提供された文章:
- - -
河口 はじめ『プラネテス』の企画に、私は参加してなかったんです。企画自体は当時サンライズで役員をしていた内田健二さんと当時のバンダイビジュアルのプロデューサーである湯川淳さんが進めていました。企画がまとまっていく中で、制作現場をどうするかとなった時に、『キングゲイナー』の制作が終わった後の第二スタジオの仕事にしようという話がありまして。『キングゲイナー』の1クール目が終わるころに私にプロデューサーをやらないかと話が来たんですが、私は『キングゲイナー』を最後まで思い切りやりたかったので、1度は断ったんです。その後、改めて話がきて、スタジオの人員的な補強もするからやって欲しいということで受けることになりました。『キングゲイナー』の後半と並行しながら企画に関わっていったという感じでしたね。
――これまでの劇場版『∀ガンダム』や『キングゲイナー』は特殊な事情でプロデューサーになったわけですが、『プラネテス』は前の2作とはプロデューサーとしての関わり方も違う感じだったのしょうか?
河口 本来、プロデューサーは、作品の放送が始まったらすぐに次の仕事の仕込みをしなくちゃならないものなんです。仕込みをして、ある程度現場が回る仕組みを作り、仕事が回り始めるのを確認する。それが機関車のように動きだしたら、自分は駅で列車を見送って、先回りして終着駅に行く。そこで次に列車が向かう線路を敷いておいて、また出発できるようにしないといけない。でも、『キングゲイナー』の時には私はそのようなプロデューサーとしての仕事をやっていなくて、そのまま『キングゲイナー』という列車に一緒に乗って出ようとしていたんですね。そこを「お前、何で一緒に乗っていこうとしているんだよ」と止められたような感じです。『プラネテス』に私が関わった時は、内田さんと湯川さんによって企画の基本的な枠組みはすでに出来上がっていて、監督は谷口悟朗さん、脚本は大河内一楼さんに決まり、最初の打ち合わせが1度行われたくらいの時期でした。だから、関わり方としてはラインプロデューサー(制作現場に関する、制作工程や予算を管理する立場)に近い感じでしたね。ただ、原作の講談社さんやNHKエンタープライズさんとの契約などは内田さんから引き継いで私の方でやらせてもらいました。
――これまで関わられた、劇場版とWOWOWとは違う、いわゆるテレビシリーズとしての苦労などはあったりしたのでしょうか?
河口 いわゆる民放での放送で、スポンサーさんがたくさんいらっしゃる形ではなく、放送局がNHKさんだったので、そうした大変さはあまり無かったです。そういう意味では、NHKエンタープライズさんと向き合うだけで良かったので。印象としては、WOWOWさんの時と同じような感じでした。NHKエンタープライズ側での『プラネテス』のプロデューサー植原智幸さんは、NHKの『トップランナー』という番組に富野由悠季監督が出た時にディレクターを担当していた方なんです。NHKで「富野作品の放送をしたい」というくらいアニメが好きで、NHKエンタープライズに異動になり、「サンライズと仕事ができないか」と声をかけてくださって。それが、『プラネテス』をNHKで放送するきっかけになったんです。そうした流れも含めて、とてもやりやすかったですね。
- - -
記録:
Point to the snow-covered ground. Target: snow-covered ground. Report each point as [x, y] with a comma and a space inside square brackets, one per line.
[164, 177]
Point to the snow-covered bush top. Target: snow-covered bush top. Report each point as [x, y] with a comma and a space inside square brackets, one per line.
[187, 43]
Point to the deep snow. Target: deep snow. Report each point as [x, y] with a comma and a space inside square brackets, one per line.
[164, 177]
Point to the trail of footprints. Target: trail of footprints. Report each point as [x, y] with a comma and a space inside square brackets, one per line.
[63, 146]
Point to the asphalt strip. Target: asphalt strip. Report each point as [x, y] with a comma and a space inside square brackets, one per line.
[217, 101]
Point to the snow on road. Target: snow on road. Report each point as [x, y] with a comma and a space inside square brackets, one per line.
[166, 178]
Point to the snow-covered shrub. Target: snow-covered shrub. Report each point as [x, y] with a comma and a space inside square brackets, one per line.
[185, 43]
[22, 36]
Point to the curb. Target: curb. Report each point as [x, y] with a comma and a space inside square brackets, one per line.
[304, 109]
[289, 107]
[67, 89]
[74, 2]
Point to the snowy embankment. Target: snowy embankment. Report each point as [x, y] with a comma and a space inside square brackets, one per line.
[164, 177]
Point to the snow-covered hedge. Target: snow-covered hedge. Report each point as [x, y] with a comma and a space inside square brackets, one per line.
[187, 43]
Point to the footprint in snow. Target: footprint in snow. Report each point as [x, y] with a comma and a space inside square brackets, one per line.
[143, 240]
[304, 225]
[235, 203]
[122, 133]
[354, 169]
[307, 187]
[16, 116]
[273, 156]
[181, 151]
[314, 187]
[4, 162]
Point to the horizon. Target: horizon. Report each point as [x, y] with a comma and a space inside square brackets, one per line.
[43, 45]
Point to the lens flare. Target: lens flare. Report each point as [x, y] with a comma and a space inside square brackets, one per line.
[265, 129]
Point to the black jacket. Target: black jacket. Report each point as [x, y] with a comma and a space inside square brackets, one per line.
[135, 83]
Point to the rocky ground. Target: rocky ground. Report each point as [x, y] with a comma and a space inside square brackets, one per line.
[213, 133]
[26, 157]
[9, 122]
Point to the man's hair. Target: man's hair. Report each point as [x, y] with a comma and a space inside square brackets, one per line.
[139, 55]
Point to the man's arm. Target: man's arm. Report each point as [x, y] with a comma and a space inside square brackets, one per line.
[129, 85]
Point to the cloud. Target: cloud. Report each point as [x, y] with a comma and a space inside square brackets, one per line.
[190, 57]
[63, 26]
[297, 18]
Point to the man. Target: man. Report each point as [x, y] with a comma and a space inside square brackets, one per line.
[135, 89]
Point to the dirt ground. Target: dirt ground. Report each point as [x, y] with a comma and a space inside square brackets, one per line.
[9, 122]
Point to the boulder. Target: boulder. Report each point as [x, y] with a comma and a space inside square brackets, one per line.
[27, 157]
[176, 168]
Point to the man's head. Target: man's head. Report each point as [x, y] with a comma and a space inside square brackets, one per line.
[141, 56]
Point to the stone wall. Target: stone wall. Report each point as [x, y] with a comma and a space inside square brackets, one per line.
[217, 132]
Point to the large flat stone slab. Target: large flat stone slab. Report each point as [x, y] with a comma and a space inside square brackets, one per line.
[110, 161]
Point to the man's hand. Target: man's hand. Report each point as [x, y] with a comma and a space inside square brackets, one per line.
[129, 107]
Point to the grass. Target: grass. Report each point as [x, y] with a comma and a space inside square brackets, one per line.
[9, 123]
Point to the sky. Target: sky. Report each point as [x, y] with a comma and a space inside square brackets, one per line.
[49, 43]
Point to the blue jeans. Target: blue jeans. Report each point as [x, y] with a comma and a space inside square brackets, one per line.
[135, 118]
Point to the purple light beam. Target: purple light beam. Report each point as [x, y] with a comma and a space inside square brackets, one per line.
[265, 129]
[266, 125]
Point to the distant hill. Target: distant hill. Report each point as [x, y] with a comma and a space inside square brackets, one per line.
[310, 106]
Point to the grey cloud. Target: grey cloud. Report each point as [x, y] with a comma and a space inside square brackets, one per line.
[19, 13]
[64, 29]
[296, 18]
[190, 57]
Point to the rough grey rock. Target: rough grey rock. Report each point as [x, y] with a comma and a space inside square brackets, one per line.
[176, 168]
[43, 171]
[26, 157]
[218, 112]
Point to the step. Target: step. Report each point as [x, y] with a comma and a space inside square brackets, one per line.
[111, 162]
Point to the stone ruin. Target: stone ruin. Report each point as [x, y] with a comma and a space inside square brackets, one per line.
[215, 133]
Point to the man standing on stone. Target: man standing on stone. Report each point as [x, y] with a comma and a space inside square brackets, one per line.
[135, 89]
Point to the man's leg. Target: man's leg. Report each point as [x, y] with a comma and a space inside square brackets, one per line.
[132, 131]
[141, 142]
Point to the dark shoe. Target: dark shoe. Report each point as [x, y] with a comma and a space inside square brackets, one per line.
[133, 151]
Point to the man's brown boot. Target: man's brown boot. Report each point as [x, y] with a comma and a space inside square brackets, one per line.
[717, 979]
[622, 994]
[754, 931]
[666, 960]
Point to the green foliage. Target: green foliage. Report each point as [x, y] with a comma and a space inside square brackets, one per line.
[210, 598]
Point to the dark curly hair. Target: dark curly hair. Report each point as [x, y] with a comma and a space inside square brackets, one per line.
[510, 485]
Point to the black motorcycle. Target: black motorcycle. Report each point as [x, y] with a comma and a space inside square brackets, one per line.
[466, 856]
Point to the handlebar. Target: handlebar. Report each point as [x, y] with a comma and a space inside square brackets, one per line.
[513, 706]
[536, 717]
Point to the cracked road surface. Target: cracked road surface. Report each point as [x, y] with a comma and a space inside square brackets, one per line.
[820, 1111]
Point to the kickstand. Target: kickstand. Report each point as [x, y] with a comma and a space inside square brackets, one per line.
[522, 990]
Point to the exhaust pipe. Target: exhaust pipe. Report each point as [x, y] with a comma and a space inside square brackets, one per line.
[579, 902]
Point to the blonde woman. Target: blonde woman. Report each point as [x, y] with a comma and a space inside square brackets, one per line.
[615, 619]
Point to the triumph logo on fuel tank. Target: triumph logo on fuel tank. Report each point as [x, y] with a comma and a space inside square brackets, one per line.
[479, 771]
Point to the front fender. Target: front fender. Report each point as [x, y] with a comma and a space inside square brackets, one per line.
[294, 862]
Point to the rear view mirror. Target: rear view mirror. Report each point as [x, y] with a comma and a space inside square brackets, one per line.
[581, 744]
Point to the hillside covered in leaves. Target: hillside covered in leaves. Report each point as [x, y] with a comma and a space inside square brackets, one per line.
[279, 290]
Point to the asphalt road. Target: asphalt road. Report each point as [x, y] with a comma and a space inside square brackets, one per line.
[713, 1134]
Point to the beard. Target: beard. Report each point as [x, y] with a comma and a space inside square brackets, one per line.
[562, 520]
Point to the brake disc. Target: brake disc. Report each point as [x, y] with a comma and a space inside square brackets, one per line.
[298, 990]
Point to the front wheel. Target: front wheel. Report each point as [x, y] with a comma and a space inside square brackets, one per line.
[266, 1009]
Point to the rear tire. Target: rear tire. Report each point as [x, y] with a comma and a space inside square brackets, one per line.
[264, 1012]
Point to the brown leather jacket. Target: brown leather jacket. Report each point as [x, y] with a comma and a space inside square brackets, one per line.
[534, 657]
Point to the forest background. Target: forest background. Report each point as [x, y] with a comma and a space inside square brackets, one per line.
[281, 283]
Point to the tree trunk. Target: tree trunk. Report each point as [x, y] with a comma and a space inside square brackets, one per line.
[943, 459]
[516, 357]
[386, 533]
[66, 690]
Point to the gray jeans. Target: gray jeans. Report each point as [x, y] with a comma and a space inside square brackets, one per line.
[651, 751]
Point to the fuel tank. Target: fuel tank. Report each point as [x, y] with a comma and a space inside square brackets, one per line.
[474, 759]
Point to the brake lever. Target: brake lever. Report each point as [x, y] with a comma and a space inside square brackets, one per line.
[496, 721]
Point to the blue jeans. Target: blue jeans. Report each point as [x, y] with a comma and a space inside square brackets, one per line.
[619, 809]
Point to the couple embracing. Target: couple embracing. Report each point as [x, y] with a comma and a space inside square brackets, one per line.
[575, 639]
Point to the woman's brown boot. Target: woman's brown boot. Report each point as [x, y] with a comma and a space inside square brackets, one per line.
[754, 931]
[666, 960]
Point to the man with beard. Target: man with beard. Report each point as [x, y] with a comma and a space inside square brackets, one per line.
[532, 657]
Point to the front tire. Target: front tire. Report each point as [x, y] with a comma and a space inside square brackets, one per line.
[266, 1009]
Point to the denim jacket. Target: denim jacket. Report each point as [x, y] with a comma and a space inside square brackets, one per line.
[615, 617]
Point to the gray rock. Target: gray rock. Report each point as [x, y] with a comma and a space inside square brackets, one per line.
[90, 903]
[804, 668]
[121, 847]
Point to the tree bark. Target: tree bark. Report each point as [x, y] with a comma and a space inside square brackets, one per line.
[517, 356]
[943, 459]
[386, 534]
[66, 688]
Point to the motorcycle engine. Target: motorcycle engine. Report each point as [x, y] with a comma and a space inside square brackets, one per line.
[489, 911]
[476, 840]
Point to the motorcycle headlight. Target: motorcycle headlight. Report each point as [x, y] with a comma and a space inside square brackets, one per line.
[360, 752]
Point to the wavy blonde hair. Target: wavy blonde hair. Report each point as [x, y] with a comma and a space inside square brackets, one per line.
- - -
課題の指示: 『プラネテス』制作についてのインタビューで、姓と名の両方が示されている人物は誰ですか？登場順にすべて挙げてください。

この課題の解答:
内田健二
湯川淳
谷口悟朗
大河内一楼
植原智幸
富野由悠季